■ GIVEN PROBLEM 1 ■
Pick out every line of the records below that contains the string "white", matching case.

■ PASSAGE ■
* * * * * * *
Re: controlled randomness. Idea: AUX tables containing MTT or DEL commands say 90-98 for an enum of 8 note delays. Now you AUX 90 RAN08 in sequence to pick a random aux table with a note offset. All those tables would just be like DEL0C/HOP01 or some shit. Can also make more tables with timbres variations too this way, maybe? No idea if this will work but imma try it later.

This is fantastic. I really enjoy the deliberate pacing and methodical development and variation. I'm inspired.
4:47 SOMETGHING IS WRONG WITH YOUR ORGAN

Very cool 16 chords smile The progression is a journey. I was pulled in by the timing. Really interesting reading about what you were trying to do with M8 and the random delay. Sometimes I'l use a hop command and use the command that randomizes left to jump to differnt spots in the table to acheive that effect. It's good to randomize glitches, transpose notes/slices, and other things.
* * * * * * *
A run of records:
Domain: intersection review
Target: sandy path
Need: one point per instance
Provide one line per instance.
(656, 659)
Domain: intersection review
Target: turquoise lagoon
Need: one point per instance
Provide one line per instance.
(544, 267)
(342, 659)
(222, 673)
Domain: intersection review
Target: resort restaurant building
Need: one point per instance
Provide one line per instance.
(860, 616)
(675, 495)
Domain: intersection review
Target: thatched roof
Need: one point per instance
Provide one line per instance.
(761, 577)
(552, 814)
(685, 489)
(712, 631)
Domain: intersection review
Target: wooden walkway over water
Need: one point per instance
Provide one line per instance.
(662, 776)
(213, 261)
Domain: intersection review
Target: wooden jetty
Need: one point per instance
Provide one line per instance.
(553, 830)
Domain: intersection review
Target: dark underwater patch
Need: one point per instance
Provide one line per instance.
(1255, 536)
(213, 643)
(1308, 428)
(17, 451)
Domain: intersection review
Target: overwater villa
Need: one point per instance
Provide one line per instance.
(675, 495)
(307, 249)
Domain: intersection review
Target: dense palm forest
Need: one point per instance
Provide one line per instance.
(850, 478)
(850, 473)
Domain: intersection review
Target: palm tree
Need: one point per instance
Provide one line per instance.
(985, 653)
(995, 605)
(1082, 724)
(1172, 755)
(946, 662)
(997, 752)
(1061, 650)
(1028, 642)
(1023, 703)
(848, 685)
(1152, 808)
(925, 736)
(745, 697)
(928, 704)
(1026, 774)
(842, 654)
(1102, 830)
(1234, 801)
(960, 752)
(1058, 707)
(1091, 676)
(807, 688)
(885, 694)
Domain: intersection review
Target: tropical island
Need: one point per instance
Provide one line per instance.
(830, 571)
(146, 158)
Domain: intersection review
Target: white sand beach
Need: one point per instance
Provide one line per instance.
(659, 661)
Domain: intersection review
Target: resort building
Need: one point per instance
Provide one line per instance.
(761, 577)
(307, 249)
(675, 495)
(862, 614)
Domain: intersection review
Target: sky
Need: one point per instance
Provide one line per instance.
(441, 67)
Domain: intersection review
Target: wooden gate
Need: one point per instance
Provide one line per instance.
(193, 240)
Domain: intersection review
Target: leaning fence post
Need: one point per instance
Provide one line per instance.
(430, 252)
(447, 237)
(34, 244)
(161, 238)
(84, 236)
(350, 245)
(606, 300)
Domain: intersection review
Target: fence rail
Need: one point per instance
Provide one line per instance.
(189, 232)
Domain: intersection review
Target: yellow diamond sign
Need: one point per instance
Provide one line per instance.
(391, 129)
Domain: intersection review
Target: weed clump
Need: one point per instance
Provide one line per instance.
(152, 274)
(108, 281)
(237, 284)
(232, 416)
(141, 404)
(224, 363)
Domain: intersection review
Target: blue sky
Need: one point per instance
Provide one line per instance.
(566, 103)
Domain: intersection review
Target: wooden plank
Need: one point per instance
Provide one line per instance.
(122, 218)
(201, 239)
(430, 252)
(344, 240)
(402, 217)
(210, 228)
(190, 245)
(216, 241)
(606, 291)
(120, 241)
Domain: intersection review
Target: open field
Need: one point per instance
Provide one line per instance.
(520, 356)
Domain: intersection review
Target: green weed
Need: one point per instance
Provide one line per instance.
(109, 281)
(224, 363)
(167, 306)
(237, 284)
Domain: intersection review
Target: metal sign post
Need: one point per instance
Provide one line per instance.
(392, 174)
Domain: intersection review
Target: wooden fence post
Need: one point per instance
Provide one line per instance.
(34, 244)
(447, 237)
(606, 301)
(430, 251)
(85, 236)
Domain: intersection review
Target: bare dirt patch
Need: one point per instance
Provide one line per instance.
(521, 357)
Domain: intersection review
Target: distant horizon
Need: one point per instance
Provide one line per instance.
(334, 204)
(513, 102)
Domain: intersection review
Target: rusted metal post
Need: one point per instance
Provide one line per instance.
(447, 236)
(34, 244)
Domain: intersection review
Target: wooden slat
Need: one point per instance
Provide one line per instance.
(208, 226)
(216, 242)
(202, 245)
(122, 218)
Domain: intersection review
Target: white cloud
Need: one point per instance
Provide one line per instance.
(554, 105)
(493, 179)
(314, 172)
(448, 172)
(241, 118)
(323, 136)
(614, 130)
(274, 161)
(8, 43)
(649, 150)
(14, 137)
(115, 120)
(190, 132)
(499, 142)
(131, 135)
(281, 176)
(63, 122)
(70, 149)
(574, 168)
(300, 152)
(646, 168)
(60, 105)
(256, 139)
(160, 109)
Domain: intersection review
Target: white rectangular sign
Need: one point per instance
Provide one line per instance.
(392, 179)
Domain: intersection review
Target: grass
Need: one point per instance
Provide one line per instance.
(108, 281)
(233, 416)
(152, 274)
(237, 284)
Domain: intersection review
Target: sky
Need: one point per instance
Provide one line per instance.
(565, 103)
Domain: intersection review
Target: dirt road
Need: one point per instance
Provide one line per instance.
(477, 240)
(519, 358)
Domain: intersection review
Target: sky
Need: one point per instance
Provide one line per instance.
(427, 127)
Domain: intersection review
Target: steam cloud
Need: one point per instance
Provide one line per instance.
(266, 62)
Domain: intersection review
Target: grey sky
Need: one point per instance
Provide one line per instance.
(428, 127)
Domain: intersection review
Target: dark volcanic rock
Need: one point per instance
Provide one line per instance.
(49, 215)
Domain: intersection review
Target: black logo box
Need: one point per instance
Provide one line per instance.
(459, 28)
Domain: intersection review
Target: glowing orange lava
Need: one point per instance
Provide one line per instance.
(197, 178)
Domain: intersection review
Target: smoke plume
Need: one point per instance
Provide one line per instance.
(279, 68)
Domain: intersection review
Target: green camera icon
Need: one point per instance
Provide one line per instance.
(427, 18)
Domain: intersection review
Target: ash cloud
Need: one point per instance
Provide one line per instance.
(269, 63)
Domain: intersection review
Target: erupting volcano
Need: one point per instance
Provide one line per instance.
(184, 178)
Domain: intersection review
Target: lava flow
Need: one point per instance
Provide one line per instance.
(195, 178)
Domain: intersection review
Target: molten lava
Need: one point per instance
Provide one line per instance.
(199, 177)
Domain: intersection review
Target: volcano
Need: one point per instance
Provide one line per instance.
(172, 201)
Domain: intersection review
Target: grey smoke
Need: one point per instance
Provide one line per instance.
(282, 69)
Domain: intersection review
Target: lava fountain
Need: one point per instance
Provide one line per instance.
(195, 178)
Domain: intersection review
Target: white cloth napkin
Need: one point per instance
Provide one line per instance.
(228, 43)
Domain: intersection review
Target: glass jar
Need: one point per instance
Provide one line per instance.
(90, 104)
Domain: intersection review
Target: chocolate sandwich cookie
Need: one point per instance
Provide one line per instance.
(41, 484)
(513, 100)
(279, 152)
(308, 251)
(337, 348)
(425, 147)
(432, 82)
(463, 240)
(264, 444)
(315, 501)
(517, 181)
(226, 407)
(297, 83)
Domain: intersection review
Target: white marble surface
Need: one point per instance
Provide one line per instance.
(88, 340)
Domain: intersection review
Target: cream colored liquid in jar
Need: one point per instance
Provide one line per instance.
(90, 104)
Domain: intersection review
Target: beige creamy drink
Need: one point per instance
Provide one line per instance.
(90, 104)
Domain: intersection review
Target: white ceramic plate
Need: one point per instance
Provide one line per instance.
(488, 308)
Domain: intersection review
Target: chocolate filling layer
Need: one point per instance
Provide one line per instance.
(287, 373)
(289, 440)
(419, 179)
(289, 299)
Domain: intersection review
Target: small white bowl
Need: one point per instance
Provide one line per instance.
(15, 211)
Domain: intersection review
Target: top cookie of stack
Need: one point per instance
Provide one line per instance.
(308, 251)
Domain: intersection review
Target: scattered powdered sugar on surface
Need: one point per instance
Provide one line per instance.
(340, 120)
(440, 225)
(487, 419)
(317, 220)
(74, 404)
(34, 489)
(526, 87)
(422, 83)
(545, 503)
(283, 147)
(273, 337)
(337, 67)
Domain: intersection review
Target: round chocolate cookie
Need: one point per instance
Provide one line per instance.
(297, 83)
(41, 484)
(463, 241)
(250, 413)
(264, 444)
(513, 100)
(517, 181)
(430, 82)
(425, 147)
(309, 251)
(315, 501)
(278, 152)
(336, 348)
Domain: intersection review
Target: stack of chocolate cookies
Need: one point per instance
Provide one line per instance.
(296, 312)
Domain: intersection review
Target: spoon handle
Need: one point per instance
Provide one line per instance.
* * * * * * *
■ GIVEN PROBLEM 2 ■
Output the forum comments above in full, word for word.

■ TASK ANSWER 1 ■
Target: white sand beach
Target: white cloud
Target: white rectangular sign
Target: white cloth napkin
Target: white marble surface
Target: white ceramic plate
Target: small white bowl

■ TASK ANSWER 2 ■
Re: controlled randomness. Idea: AUX tables containing MTT or DEL commands say 90-98 for an enum of 8 note delays. Now you AUX 90 RAN08 in sequence to pick a random aux table with a note offset. All those tables would just be like DEL0C/HOP01 or some shit. Can also make more tables with timbres variations too this way, maybe? No idea if this will work but imma try it later.

This is fantastic. I really enjoy the deliberate pacing and methodical development and variation. I'm inspired.
4:47 SOMETGHING IS WRONG WITH YOUR ORGAN

Very cool 16 chords smile The progression is a journey. I was pulled in by the timing. Really interesting reading about what you were trying to do with M8 and the random delay. Sometimes I'l use a hop command and use the command that randomizes left to jump to differnt spots in the table to acheive that effect. It's good to randomize glitches, transpose notes/slices, and other things.